SUPPLIED INFORMATION >>
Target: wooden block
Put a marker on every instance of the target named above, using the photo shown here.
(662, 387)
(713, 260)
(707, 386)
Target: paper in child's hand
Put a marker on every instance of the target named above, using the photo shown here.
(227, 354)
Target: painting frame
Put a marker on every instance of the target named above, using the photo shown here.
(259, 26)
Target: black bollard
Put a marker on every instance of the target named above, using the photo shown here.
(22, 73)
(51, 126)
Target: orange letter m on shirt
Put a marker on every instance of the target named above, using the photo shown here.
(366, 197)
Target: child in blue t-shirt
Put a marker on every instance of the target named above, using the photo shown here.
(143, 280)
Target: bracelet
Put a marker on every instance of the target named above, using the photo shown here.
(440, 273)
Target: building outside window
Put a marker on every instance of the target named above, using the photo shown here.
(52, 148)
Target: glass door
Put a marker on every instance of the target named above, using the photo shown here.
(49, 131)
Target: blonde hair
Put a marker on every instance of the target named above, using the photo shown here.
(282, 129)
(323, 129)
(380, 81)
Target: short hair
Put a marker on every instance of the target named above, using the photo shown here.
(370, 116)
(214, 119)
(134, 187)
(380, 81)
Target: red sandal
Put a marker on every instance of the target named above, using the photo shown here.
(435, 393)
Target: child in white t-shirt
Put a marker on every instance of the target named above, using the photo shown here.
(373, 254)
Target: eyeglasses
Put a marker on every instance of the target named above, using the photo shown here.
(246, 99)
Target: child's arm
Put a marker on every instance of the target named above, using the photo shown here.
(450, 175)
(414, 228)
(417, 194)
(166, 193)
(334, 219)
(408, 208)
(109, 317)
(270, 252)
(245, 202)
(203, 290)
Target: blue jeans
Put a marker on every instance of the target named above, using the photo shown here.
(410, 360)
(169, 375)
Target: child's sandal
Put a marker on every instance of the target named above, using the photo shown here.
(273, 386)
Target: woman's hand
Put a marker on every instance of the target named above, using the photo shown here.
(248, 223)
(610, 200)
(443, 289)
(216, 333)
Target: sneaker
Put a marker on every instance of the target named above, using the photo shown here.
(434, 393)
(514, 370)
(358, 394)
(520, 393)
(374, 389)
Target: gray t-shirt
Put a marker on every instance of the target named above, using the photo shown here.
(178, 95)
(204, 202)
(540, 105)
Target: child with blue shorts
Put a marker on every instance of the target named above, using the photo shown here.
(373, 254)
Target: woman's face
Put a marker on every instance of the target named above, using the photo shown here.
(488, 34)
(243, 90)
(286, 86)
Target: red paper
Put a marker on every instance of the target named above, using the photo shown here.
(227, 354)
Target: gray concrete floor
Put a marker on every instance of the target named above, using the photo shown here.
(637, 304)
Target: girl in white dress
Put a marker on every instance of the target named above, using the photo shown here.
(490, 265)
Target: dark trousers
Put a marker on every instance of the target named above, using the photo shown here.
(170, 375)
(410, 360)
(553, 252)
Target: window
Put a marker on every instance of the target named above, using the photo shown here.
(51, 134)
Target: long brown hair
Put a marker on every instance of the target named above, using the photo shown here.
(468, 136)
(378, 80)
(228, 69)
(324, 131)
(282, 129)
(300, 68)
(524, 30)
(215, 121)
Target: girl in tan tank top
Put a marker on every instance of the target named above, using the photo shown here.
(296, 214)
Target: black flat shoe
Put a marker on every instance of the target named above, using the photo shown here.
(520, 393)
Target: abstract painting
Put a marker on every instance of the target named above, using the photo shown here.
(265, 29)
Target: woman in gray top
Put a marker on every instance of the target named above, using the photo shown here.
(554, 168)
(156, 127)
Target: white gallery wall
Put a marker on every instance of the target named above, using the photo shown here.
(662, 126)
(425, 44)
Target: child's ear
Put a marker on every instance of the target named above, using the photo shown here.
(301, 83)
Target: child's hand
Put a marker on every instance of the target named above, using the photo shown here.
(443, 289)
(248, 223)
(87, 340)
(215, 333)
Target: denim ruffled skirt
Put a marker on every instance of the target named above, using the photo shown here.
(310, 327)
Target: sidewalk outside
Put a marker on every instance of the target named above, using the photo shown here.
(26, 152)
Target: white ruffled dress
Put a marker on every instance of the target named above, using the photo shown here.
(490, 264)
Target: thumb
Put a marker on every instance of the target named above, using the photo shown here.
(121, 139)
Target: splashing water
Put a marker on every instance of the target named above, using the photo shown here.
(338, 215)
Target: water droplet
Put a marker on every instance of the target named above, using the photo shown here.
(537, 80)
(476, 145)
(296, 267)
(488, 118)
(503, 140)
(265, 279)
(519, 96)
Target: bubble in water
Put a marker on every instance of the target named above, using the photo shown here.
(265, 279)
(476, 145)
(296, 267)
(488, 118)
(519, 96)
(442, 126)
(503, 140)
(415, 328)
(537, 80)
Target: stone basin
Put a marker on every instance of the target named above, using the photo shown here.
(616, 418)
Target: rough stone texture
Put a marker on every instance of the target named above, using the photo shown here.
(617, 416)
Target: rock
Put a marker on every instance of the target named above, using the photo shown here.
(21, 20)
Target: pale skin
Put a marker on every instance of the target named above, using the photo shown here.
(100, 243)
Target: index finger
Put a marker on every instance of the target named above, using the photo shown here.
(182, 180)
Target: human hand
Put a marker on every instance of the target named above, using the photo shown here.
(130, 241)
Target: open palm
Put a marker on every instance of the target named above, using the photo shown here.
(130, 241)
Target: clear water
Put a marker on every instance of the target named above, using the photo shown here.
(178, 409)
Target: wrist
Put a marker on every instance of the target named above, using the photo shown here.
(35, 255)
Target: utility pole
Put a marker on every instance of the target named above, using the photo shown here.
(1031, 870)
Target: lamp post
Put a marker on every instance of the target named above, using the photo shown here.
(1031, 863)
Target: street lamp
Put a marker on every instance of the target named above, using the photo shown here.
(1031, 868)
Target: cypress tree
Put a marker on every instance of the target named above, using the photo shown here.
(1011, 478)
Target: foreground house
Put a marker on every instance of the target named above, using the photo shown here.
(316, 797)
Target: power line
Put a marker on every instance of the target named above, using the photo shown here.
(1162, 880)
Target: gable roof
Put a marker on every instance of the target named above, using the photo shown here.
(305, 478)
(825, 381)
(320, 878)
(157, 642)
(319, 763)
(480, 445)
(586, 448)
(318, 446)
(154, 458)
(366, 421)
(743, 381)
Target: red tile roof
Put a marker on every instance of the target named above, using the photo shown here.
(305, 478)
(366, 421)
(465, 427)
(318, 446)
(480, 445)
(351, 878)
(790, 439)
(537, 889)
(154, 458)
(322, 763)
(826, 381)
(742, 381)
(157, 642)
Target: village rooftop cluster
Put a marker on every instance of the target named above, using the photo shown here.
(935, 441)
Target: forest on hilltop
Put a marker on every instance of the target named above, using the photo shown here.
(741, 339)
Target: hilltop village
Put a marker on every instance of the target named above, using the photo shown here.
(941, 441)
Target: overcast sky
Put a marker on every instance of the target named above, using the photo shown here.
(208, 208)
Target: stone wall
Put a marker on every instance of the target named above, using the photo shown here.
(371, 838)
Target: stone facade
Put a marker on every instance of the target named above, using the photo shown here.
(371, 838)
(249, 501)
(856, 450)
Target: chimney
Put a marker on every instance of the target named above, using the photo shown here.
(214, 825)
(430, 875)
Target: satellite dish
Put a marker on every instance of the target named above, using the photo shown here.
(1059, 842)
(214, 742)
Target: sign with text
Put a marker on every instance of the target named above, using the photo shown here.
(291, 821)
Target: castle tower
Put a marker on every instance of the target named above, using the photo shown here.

WHAT THE EXERCISE ASKS >> Can you copy out every one of the entries above, line for line, with no changes to the wording?

SOLVED PROBLEM >>
Target: wooden block
Put a marker on every instance of the target named above, using the photo shown here.
(662, 387)
(713, 260)
(707, 386)
Target: paper in child's hand
Put a marker on every instance of the target named above, using the photo shown here.
(227, 354)
Target: painting frame
Put a marker on every instance of the target named above, using the photo shown here.
(259, 26)
Target: black bollard
Put a marker on every instance of the target named above, using the photo shown here.
(22, 73)
(51, 126)
Target: orange letter m on shirt
Put a marker on every instance of the target named above, using the photo shown here.
(366, 197)
Target: child in blue t-shirt
Put a marker on every instance of the target named above, using the photo shown here.
(143, 280)
Target: bracelet
Put a marker on every instance of the target named above, using the photo shown here.
(440, 273)
Target: building outside window
Put a marker on every instance of the target named above, using the photo shown here.
(52, 148)
Target: glass door
Put a marker on every instance of the target named above, using the photo shown here.
(49, 131)
Target: blonde hair
Put a marker on every instance of the target named above, using the photo shown here.
(282, 129)
(323, 129)
(380, 81)
Target: short hair
Put a marker on every instance of the target named above, using the photo shown here.
(370, 116)
(214, 119)
(134, 187)
(380, 81)
Target: red sandal
Put a marker on every instance of the target named above, using the photo shown here.
(435, 393)
Target: child in white t-shirt
Put a marker on every instance of the target named above, using the photo shown here.
(373, 254)
Target: eyeglasses
Put a marker on every instance of the target named above, using the photo shown here.
(246, 99)
Target: child's arm
Put a marker on every instance of the target named above, using the photo shown here.
(450, 175)
(414, 228)
(417, 194)
(166, 193)
(334, 219)
(408, 208)
(109, 317)
(270, 252)
(245, 202)
(203, 290)
Target: blue jeans
Put a marker on every instance of the target named above, using the photo shown here.
(410, 360)
(169, 375)
Target: child's sandal
Put a marker on every instance of the target named above, using the photo shown here.
(273, 386)
Target: woman's hand
Put a marker on every instance of the target named above, using the photo shown here.
(248, 223)
(610, 200)
(443, 289)
(216, 333)
Target: sneaker
Put a marker on every instance of the target named above, using the photo shown here.
(434, 393)
(514, 370)
(358, 394)
(520, 393)
(374, 389)
Target: gray t-shirt
Put a marker on every instance of the target named above, using the photo shown here.
(178, 95)
(204, 202)
(540, 105)
Target: child with blue shorts
Put a marker on every instance of the target named above, using the photo shown here.
(373, 254)
Target: woman's face
Put a marker on every instance of the target named above, using the photo shown here.
(488, 34)
(243, 90)
(286, 86)
Target: red paper
Put a marker on every instance of the target named above, using the photo shown here.
(227, 354)
Target: gray concrete floor
Put a marker on every instance of the target named above, using the photo shown here.
(637, 304)
Target: girl in white dress
Put a marker on every instance of the target named above, using the photo shown here.
(490, 265)
Target: dark trousers
Put a marker on every instance of the target named above, using the photo shown here.
(170, 375)
(410, 360)
(553, 252)
Target: window
Put a marker on every instance of the target named above, using the photo shown here.
(51, 134)
Target: long brown hair
Put a marker on every instance of the target named above, using the photo shown here.
(468, 136)
(378, 80)
(228, 69)
(324, 131)
(282, 129)
(300, 68)
(524, 30)
(215, 121)
Target: girl in tan tank top
Put a marker on every instance of the target named above, using the photo shown here.
(296, 214)
Target: black flat shoe
Put a marker on every instance of the target named above, using the photo shown here.
(520, 393)
Target: abstract painting
Put a marker on every instance of the target named above, using the photo shown here.
(265, 29)
Target: woman in gray top
Put a marker on every instance of the target named above, using the photo shown here.
(554, 168)
(156, 127)
Target: white gallery wall
Put a marker on every instance of the target named above, using the photo shown here.
(662, 126)
(425, 44)
Target: child's ear
Put a marker on every instance of the target named above, using the photo shown here.
(301, 83)
Target: child's hand
Put a marker on every instance of the target named above, using the photo shown here.
(443, 289)
(248, 223)
(87, 340)
(215, 333)
Target: denim ruffled skirt
Put a marker on every instance of the target named above, using the photo shown here.
(310, 327)
Target: sidewalk outside
Put a marker on every instance of the target named above, using the photo shown here.
(26, 152)
Target: white ruffled dress
Put a marker on every instance of the target named above, using the photo shown here.
(490, 264)
Target: thumb
Put a marker on every instance of the target named above, using the photo shown here.
(121, 139)
Target: splashing water
Put a marker on every instance of the target named above, using the photo shown here.
(338, 215)
Target: water droplet
Put a marker on every instance of the target named above, using the photo shown here.
(537, 80)
(476, 145)
(296, 267)
(488, 118)
(503, 140)
(265, 279)
(519, 96)
Target: bubble in water
Put a marker on every instance of the target named above, using the photo shown here.
(265, 279)
(476, 145)
(296, 267)
(488, 118)
(519, 96)
(442, 126)
(503, 140)
(415, 328)
(537, 80)
Target: stone basin
Put a marker on every instance of the target named above, using the photo shown here.
(616, 418)
Target: rough stone texture
Put a marker on every instance of the target named above, using the photo shown here.
(617, 416)
Target: rock
Put a marker on every instance of the target named above, using the photo shown here.
(21, 20)
Target: pale skin
Put a marker on every instance of the target named above, using the photo shown here.
(100, 243)
Target: index finger
Put a marker on every instance of the target named above, using the photo shown here.
(182, 180)
Target: human hand
Put a marker on every instance of the target named above, using the photo shown here.
(130, 241)
Target: open palm
Put a marker on every instance of the target named above, using the photo shown here.
(130, 241)
Target: clear water
Put a marker on every instance of the target named above, using the photo shown here.
(178, 409)
Target: wrist
Put a marker on every instance of the target named above, using the photo shown here.
(35, 255)
Target: utility pole
Put a marker on every instance of the target named above, using the photo shown here.
(1031, 870)
Target: lamp post
Put a marker on every instance of the target named above, using the photo shown here.
(1031, 863)
Target: street lamp
Put a marker on every instance of the target named above, using the photo shown here.
(1031, 868)
Target: cypress tree
Put a marker on every instance of the target named above, using the photo shown here.
(1011, 478)
Target: foreground house
Put a marker on every instance of the target named above, using the photo shown here.
(316, 797)
Target: power line
Put a marker on every instance of the target named above, using the photo shown here.
(1162, 880)
Target: gable roof
Put a marker on every instance of the target named above, using the photo shown here.
(305, 478)
(825, 381)
(320, 878)
(157, 642)
(319, 763)
(480, 445)
(586, 448)
(318, 446)
(154, 458)
(366, 421)
(743, 381)
Target: red tile roof
Put a marker on every instance of the target named above, using the photo shown here.
(305, 478)
(366, 421)
(465, 427)
(318, 446)
(480, 445)
(351, 878)
(790, 439)
(537, 889)
(154, 458)
(322, 763)
(826, 381)
(742, 381)
(157, 642)
Target: village rooftop cluster
Put a marker on every instance of the target named above, using the photo shown here.
(935, 441)
Target: forest on hilltop
Put a marker on every instance of the target named above, using the photo shown here.
(741, 339)
Target: hilltop village
Put a marker on every instance of the target named above, using the photo shown here.
(941, 441)
Target: overcast sky
Put a marker on every instance of the target named above, using the photo shown here.
(208, 208)
Target: stone wall
Put a marker on every instance of the target named above, using the photo shown here.
(371, 838)
Target: stone facade
Put a marker on every instance of the target named above, using the photo shown here.
(371, 838)
(249, 501)
(856, 450)
Target: chimney
Put a marker on every instance of the target named above, using the photo shown here.
(214, 825)
(430, 875)
Target: satellite dish
Put a marker on every instance of the target named above, using the photo shown here.
(1059, 842)
(214, 742)
Target: sign with text
Put a marker on every instance of the target named above, using the photo shown here.
(291, 821)
Target: castle tower
Put a marker on every instance of the target named above, using the photo shown here.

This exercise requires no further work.